[Data items]
****************************************

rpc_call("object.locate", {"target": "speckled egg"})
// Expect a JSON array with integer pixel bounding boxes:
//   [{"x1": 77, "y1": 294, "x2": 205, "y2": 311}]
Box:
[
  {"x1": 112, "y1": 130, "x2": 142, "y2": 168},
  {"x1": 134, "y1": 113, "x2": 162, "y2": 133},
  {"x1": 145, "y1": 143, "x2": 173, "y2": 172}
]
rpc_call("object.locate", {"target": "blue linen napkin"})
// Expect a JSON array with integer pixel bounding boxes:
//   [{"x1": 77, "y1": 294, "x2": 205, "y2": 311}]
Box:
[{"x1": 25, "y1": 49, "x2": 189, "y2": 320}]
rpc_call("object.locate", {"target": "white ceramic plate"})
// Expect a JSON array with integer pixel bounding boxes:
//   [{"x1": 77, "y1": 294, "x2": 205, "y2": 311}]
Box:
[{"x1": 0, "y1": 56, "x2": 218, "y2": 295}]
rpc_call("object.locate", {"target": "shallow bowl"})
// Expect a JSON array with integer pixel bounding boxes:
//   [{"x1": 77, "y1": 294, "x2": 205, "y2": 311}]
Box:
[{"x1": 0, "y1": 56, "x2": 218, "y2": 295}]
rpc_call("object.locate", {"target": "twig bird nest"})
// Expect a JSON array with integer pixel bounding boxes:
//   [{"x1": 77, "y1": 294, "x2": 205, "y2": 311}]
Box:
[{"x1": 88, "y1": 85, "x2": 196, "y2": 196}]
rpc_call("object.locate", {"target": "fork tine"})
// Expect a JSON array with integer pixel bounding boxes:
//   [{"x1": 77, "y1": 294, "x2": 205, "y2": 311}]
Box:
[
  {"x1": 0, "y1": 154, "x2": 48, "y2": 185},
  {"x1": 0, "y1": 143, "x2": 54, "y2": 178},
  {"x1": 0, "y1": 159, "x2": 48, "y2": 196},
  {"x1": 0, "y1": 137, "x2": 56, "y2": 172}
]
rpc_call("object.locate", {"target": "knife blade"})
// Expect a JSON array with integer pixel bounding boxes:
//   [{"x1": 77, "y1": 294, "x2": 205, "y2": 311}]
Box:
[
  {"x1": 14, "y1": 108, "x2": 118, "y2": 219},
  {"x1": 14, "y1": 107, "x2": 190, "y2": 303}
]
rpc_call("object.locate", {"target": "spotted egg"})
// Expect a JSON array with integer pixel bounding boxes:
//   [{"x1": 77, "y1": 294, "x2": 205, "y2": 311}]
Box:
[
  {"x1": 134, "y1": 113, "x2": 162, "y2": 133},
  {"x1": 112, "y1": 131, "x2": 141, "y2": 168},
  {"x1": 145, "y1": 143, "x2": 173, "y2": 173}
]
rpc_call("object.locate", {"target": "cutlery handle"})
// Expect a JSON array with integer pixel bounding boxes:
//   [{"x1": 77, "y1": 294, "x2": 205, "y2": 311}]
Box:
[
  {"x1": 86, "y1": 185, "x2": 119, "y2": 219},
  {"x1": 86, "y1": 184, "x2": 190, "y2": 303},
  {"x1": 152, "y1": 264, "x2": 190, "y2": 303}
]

****************************************

* **Requirement**:
Search the data for the word "object" and copy each line where it appears.

* **Solution for this problem**:
rpc_call("object.locate", {"target": "speckled egg"})
rpc_call("object.locate", {"target": "blue linen napkin"})
rpc_call("object.locate", {"target": "white ceramic plate"})
rpc_call("object.locate", {"target": "shallow bowl"})
rpc_call("object.locate", {"target": "twig bird nest"})
rpc_call("object.locate", {"target": "fork tine"})
rpc_call("object.locate", {"target": "knife blade"})
rpc_call("object.locate", {"target": "spotted egg"})
rpc_call("object.locate", {"target": "cutlery handle"})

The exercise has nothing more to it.